* _PROBLEM REQUIREMENTS_: Report every line in the records below that holds the word "woman".

* _PROVIDED RECORDS_:
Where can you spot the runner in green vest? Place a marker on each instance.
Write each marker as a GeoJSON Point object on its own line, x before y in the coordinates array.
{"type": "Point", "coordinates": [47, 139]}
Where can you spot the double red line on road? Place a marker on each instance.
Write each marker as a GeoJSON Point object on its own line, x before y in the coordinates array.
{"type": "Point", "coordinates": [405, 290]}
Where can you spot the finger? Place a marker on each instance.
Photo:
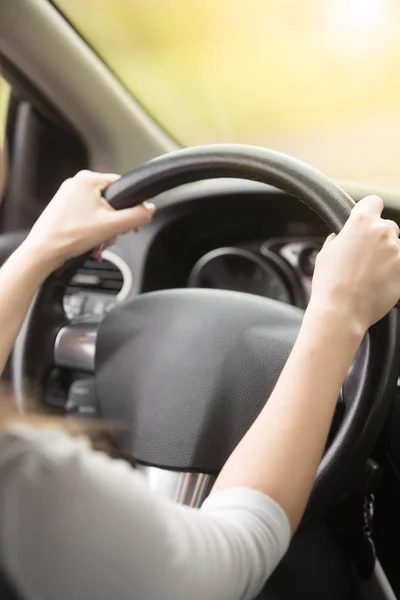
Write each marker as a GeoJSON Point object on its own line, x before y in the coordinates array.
{"type": "Point", "coordinates": [132, 218]}
{"type": "Point", "coordinates": [97, 179]}
{"type": "Point", "coordinates": [98, 252]}
{"type": "Point", "coordinates": [328, 240]}
{"type": "Point", "coordinates": [393, 226]}
{"type": "Point", "coordinates": [371, 205]}
{"type": "Point", "coordinates": [111, 241]}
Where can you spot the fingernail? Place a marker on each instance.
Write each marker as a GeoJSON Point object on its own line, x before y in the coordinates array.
{"type": "Point", "coordinates": [149, 206]}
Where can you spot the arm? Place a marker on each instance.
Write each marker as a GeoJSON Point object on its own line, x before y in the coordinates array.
{"type": "Point", "coordinates": [57, 236]}
{"type": "Point", "coordinates": [357, 280]}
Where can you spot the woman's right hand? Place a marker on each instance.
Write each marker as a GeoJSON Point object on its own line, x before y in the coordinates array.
{"type": "Point", "coordinates": [358, 271]}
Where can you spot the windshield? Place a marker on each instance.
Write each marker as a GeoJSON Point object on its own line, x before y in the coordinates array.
{"type": "Point", "coordinates": [319, 79]}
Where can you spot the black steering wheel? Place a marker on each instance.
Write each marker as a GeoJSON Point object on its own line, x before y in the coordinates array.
{"type": "Point", "coordinates": [190, 369]}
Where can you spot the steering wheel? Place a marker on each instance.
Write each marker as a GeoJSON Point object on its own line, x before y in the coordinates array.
{"type": "Point", "coordinates": [190, 369]}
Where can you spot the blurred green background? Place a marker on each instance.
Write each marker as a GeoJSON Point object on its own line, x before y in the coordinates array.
{"type": "Point", "coordinates": [319, 79]}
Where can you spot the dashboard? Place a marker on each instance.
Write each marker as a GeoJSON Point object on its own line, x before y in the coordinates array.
{"type": "Point", "coordinates": [223, 234]}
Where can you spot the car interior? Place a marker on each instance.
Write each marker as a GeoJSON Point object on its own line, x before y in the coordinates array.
{"type": "Point", "coordinates": [101, 337]}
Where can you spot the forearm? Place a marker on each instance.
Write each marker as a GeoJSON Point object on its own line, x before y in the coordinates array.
{"type": "Point", "coordinates": [280, 453]}
{"type": "Point", "coordinates": [20, 278]}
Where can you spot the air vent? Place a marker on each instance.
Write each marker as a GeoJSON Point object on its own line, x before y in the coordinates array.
{"type": "Point", "coordinates": [97, 287]}
{"type": "Point", "coordinates": [94, 276]}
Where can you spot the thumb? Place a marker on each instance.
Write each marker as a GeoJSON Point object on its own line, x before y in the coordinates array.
{"type": "Point", "coordinates": [132, 218]}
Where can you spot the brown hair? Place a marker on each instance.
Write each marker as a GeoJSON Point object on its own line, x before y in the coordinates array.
{"type": "Point", "coordinates": [34, 413]}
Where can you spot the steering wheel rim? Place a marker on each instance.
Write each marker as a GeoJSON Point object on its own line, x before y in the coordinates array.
{"type": "Point", "coordinates": [372, 378]}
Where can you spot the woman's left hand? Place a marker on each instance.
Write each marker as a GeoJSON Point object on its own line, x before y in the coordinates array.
{"type": "Point", "coordinates": [79, 219]}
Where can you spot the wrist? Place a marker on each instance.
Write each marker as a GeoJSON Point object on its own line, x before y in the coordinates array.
{"type": "Point", "coordinates": [38, 256]}
{"type": "Point", "coordinates": [337, 318]}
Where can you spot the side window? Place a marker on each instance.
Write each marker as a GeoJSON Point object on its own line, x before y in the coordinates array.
{"type": "Point", "coordinates": [4, 100]}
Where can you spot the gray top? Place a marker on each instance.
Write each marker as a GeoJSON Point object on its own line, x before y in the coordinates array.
{"type": "Point", "coordinates": [76, 524]}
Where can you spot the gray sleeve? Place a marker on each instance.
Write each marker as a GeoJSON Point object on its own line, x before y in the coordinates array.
{"type": "Point", "coordinates": [77, 524]}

* _ANSWER TO THIS TASK_:
Where can you spot the woman's right hand? Place a marker on each instance.
Where can you spot the woman's left hand? Place a marker on each instance.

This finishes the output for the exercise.